- EXCERPT:
***

Markus Ziereis (born 26 August 1992) is a German professional footballer who plays as a forward for SpVgg Bayreuth.

Club career
Ziereis began his career with TSV 1860 Munich and made his 2. Bundesliga debut for the club in November 2012, as a half-time substitute for Sebastian Maier in a 2–2 draw with 1. FC Union Berlin. In 2013, he joined FSV Frankfurt. In order to get more playing time, he was loaned to SV Darmstadt 98. In 2014, he joined Chemnitzer FC.

After one season, he returned to SSV Jahn Regensburg. During the 2015–16 season he contributed 19 goals in 31 league matches to Regensburg's promotion from the Regionalliga Bayern to the 3. Liga. His following season was blighted by injuries and he lost his place in the starting lineup, making just 10 substitute appearances.

On 10 August 2017, Ziereis returned to 1860 Munich, thereby moving two tiers down, leaving newly promoted 2. Bundesliga club Regensburg to play in the Regionalliga Bayern.

He joined SpVgg Bayreuth in June 2020.

***

- RAW DATA:

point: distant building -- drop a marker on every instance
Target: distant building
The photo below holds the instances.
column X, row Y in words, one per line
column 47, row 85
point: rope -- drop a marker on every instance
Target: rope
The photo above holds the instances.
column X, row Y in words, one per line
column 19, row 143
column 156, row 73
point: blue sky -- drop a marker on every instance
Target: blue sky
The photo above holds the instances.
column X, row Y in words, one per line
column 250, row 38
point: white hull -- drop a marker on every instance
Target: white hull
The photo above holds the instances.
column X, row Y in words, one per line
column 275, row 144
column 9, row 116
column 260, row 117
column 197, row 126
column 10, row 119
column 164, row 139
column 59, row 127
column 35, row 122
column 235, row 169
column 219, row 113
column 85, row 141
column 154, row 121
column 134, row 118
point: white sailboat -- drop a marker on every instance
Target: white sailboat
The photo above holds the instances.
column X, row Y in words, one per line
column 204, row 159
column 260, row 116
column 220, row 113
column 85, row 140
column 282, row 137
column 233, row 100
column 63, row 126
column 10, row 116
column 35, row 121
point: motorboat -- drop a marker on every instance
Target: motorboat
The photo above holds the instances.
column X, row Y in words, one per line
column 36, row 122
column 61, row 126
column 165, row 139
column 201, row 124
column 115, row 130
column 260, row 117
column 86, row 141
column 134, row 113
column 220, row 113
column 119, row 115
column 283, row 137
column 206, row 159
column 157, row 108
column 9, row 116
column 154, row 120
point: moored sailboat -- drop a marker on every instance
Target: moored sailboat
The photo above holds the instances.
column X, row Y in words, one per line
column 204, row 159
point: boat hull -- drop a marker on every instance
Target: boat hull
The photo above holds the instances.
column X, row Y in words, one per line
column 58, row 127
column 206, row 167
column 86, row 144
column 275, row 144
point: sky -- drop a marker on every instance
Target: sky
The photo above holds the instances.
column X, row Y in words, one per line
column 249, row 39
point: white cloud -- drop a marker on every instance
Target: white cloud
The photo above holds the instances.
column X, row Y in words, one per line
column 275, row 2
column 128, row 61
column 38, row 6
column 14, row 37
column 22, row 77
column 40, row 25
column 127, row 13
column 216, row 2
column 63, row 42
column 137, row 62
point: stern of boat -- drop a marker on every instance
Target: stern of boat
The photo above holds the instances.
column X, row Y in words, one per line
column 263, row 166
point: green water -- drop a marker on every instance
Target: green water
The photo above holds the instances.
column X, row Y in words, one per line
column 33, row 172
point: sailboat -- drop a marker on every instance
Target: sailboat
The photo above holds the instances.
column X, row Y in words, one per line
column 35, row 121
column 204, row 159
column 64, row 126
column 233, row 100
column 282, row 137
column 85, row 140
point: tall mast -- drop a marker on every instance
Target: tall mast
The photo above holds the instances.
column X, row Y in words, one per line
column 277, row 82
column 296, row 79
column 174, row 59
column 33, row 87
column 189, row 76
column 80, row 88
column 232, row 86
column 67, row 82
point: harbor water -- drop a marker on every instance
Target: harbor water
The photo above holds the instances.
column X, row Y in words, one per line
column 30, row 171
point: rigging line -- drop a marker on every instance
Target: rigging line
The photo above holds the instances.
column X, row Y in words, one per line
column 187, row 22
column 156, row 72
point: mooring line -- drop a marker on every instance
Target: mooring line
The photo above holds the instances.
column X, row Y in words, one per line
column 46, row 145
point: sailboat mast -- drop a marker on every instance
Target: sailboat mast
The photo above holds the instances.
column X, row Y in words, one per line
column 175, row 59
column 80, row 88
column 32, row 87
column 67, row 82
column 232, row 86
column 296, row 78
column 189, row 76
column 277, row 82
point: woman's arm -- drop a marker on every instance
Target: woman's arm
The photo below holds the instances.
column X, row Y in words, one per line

***

- WORK INSTRUCTIONS:
#1 Print the part of the Markus Ziereis article that begins at the words "Club career" and stops after "in June 2020.".
#2 Summarize the Markus Ziereis article in two sentences.

- SET OF ANSWERS:
#1
Club career
Ziereis began his career with TSV 1860 Munich and made his 2. Bundesliga debut for the club in November 2012, as a half-time substitute for Sebastian Maier in a 2–2 draw with 1. FC Union Berlin. In 2013, he joined FSV Frankfurt. In order to get more playing time, he was loaned to SV Darmstadt 98. In 2014, he joined Chemnitzer FC.

After one season, he returned to SSV Jahn Regensburg. During the 2015–16 season he contributed 19 goals in 31 league matches to Regensburg's promotion from the Regionalliga Bayern to the 3. Liga. His following season was blighted by injuries and he lost his place in the starting lineup, making just 10 substitute appearances.

On 10 August 2017, Ziereis returned to 1860 Munich, thereby moving two tiers down, leaving newly promoted 2. Bundesliga club Regensburg to play in the Regionalliga Bayern.

He joined SpVgg Bayreuth in June 2020.

#2 Markus Ziereis, born 26 August 1992, is a German professional footballer who plays as a forward for SpVgg Bayreuth, which he joined in June 2020. He began at TSV 1860 Munich and later played for FSV Frankfurt, SV Darmstadt 98 on loan, Chemnitzer FC and SSV Jahn Regensburg, where his 19 goals in 31 league matches in 2015–16 helped the club win promotion to the 3. Liga, before he returned to 1860 Munich in August 2017.